Pictures are not part of the copy; repeat everything else in the records exactly.

>> START

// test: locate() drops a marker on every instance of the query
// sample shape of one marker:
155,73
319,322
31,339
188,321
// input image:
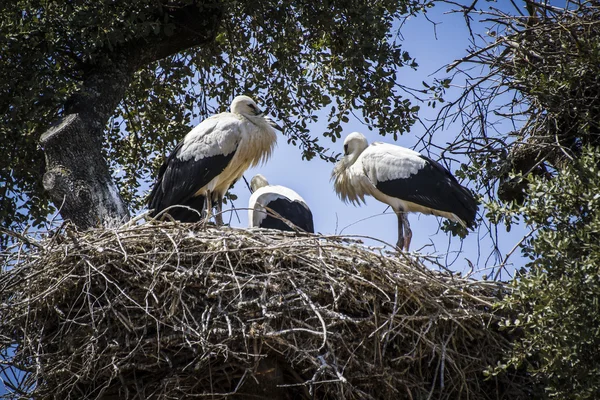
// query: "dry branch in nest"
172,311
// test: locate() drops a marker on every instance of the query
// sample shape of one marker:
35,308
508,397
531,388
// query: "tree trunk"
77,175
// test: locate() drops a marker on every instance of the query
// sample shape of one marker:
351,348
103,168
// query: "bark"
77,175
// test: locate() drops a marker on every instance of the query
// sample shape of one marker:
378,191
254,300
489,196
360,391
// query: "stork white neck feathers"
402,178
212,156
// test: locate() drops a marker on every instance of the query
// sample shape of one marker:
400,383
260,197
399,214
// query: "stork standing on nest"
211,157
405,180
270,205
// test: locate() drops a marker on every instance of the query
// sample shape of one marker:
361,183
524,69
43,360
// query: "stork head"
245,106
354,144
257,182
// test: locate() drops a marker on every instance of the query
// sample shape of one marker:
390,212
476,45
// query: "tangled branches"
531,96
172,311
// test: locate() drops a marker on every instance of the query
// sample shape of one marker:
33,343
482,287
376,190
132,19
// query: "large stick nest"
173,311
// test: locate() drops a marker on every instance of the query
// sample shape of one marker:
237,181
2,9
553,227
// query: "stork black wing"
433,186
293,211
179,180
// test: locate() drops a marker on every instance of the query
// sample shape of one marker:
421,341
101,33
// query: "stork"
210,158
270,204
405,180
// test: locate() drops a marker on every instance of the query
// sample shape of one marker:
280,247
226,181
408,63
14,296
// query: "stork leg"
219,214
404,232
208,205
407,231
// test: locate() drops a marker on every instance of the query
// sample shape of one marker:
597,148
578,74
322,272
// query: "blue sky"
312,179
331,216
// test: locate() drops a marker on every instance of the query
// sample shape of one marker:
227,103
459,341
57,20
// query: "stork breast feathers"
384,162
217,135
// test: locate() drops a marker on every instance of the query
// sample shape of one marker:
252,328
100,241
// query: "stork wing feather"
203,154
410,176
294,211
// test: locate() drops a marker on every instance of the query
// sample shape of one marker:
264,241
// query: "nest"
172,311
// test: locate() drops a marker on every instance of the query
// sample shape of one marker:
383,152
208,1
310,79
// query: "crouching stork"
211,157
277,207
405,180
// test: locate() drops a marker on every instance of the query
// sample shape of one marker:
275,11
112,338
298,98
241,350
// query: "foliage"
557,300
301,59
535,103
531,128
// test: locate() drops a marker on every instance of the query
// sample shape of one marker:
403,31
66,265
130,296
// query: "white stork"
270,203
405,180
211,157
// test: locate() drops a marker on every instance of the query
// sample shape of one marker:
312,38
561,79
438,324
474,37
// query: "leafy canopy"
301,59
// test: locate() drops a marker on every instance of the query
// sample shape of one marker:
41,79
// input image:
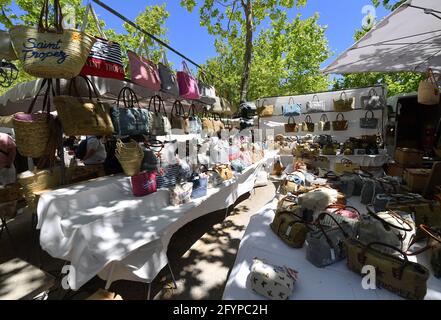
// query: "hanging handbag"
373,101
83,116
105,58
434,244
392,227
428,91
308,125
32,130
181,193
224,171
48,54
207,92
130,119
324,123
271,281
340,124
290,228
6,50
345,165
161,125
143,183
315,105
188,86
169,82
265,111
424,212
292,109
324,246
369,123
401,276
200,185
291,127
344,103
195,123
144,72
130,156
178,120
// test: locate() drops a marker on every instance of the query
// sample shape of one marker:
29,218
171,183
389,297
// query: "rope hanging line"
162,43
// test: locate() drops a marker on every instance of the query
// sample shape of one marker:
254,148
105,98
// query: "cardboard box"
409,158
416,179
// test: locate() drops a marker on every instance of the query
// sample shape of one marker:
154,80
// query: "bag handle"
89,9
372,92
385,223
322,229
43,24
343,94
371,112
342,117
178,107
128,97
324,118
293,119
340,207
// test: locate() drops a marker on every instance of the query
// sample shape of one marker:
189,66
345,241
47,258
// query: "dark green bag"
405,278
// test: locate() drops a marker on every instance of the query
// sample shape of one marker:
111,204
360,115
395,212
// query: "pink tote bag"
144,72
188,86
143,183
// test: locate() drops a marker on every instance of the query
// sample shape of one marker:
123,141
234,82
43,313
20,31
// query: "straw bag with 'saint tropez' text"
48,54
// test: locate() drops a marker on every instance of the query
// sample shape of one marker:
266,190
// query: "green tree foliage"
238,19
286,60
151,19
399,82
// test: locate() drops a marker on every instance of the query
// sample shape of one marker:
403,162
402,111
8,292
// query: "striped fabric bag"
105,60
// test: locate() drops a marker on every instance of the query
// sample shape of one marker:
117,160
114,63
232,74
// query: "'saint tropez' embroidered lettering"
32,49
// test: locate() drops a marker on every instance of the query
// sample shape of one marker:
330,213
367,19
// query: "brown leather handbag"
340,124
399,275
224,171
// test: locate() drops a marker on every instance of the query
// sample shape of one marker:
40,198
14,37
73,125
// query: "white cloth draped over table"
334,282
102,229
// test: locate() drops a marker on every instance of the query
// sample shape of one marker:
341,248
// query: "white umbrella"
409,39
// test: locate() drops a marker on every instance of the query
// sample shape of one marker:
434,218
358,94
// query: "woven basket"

>> END

§ **The reply**
// test: locate() drops a marker on every instance of the query
// sample shape of one marker:
155,73
319,322
31,339
188,321
// input image:
// query: "dry branch in nest"
172,311
// test: locate() drops a marker on every instance of the query
// sample shape of one marker:
35,308
508,397
531,388
// query: "tree trunk"
77,175
// test: locate() drops a marker on every instance of the query
// sample shape of one marker:
351,348
103,168
// query: "bark"
77,175
// test: locate() drops a marker on every instance of the query
// sample shape of one marker:
378,191
254,300
489,196
360,391
// query: "stork white neck feathers"
402,178
212,156
// test: locate() drops a marker on every instance of the query
// sample shape of one marker:
400,383
260,197
399,214
// query: "stork standing on nest"
211,157
405,180
270,205
// test: locate() drops a marker on every instance of the query
// sample shape of one marker:
361,183
524,69
43,360
// query: "stork head"
245,106
354,144
257,182
// test: locate() drops a marker on every instance of the query
// sample shape of one marker:
390,212
476,45
// query: "tangled branches"
531,96
172,311
// test: locate() drops a marker on every instance of the query
// sample shape of one marker:
33,343
482,287
376,190
132,19
// query: "large stick nest"
173,311
// test: locate() drops a marker on every instance of the query
// sample shape of one marker:
237,181
2,9
553,227
// query: "stork black wing"
433,186
293,211
179,180
// test: locate() drops a marker on every instance of the query
// sample shape of one marker:
421,341
101,33
// query: "stork"
210,158
270,204
405,180
// test: locate() drops a marker on every instance of the query
// sample shape of one marker:
280,247
226,181
408,63
14,296
// query: "stork leg"
219,214
404,232
208,205
407,231
// test: locate() drops a marker on every instance of the query
// sample shape of one marker:
597,148
578,74
322,272
// query: "blue sky"
312,179
331,216
// test: locate() drops a marker on every instance of the query
// sample shape of one marker:
227,103
459,341
57,20
// query: "stork breast feathers"
384,162
217,135
// test: locate() drops a marker on every instance of the query
// sample shape of one marker:
252,328
100,241
// query: "stork wing feather"
203,154
410,176
294,211
// test: locate() drops a marker on every instance of the query
// sample shape of one marker:
264,241
// query: "nest"
172,311
// test: locate() drops a marker on every instance of the query
// sample shape of one marker:
383,152
208,1
310,79
// query: "crouching stork"
211,157
277,207
405,180
// test: locate() drops a marker on every instance of the query
// sample shape of one marker:
275,11
112,338
298,98
241,350
// query: "foliage"
557,300
301,59
535,103
531,128
// test: locate() drops a marker on every instance of the query
// sample shape of one marker:
403,31
66,265
130,296
// query: "white stork"
270,203
405,180
211,157
// test: locate() drops a marker on every instance of the query
// sample shape of one marker:
312,38
561,79
438,324
474,37
// query: "leafy canopy"
301,59
// test: locate() drops a marker on every instance of the query
// sample shape of one marker:
41,79
// input image:
// query: "hanging handbag"
373,101
83,116
105,58
434,244
392,227
428,91
308,125
32,130
181,193
224,171
48,54
207,92
130,119
324,123
271,281
340,124
290,228
6,50
345,165
161,125
143,183
315,105
188,86
169,82
265,111
424,212
292,109
324,246
369,123
401,276
200,185
291,127
344,103
195,123
144,72
130,156
178,120
// test: locate() drops a marker on every instance of the query
// sample shape of one marker:
29,218
171,183
389,297
// query: "rope hanging line"
162,43
// test: locate() drops a marker on every instance of the query
// sample shape of one marker:
254,148
105,98
// query: "cardboard box"
409,158
416,179
// test: locate() drops a marker on every instance of the query
// sample shape of one marker:
154,80
// query: "bag handle"
89,9
372,92
385,223
322,229
43,24
343,94
371,112
342,117
178,107
128,97
324,118
293,119
340,207
// test: locate() drops a marker on every instance of the query
// sample shape of one marker:
189,66
345,241
47,258
// query: "dark green bag"
405,278
// test: locate() drops a marker on every instance of the query
// sample shape of one marker:
111,204
360,115
395,212
// query: "pink tote bag"
144,72
188,86
143,183
// test: locate() drops a marker on every instance of the query
// sample shape of one marker:
123,141
234,82
43,313
20,31
// query: "straw bag with 'saint tropez' text"
48,54
// test: locate() drops a marker on every instance of the query
// sample shape of one marker:
266,190
// query: "green tree foliage"
238,19
286,60
151,19
399,82
// test: locate() drops a marker on every instance of the query
// sample shape of one marker:
403,162
402,111
8,292
// query: "striped fabric bag"
105,60
// test: locate() drops a marker on every instance of the query
// sample shape of one marker:
117,160
114,63
232,74
// query: "'saint tropez' embroidered lettering"
32,49
// test: locate() drops a marker on every instance of the query
// sample shape of one marker:
330,213
367,19
// query: "brown leather handbag"
340,124
399,275
224,171
// test: locate() drops a marker on every instance of the query
// sample shape of one marker:
40,198
14,37
73,125
// query: "white cloth draped over table"
334,282
102,229
// test: locate() drops a marker on every instance of the query
// sample shape of one marker:
341,248
// query: "white umbrella"
409,39
// test: locate() drops a marker on every instance of the query
// sample shape of one marker:
434,218
358,94
// query: "woven basket"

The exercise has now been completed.